Copy out each line from the rows below that contains the string "supplies". Matches are case-sensitive.

---- EXCERPTED DATA

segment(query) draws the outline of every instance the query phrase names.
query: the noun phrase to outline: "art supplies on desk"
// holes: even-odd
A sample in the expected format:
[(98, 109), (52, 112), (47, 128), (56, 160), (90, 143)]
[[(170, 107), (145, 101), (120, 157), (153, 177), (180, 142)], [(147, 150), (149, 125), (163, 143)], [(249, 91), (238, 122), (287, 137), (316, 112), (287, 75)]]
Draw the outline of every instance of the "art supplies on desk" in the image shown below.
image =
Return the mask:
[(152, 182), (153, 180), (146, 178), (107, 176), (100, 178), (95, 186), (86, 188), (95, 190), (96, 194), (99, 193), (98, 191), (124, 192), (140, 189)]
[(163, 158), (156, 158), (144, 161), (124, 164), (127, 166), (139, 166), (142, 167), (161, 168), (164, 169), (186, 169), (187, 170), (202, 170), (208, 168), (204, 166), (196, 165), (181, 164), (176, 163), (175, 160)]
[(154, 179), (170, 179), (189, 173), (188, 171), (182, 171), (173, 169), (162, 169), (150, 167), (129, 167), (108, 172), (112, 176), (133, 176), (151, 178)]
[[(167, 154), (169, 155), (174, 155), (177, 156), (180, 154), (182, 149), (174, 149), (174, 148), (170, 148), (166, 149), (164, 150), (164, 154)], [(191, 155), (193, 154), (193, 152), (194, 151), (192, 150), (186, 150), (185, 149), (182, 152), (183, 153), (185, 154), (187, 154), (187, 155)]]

--------
---- EXCERPTED DATA

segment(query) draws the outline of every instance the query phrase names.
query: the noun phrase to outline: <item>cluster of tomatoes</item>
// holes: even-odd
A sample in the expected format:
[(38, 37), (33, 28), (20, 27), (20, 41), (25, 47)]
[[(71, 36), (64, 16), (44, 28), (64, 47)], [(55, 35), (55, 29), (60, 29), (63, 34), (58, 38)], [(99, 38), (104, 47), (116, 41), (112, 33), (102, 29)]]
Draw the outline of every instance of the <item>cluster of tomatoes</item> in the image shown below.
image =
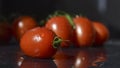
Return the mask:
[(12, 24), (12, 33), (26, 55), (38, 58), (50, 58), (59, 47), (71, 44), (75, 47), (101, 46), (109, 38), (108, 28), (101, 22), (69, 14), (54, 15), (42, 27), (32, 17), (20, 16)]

--------

:: TASK ANSWER ::
query: the noun phrase to outline: "art supplies on desk"
Draw the outline of every instance of the "art supplies on desk" in the image shown below.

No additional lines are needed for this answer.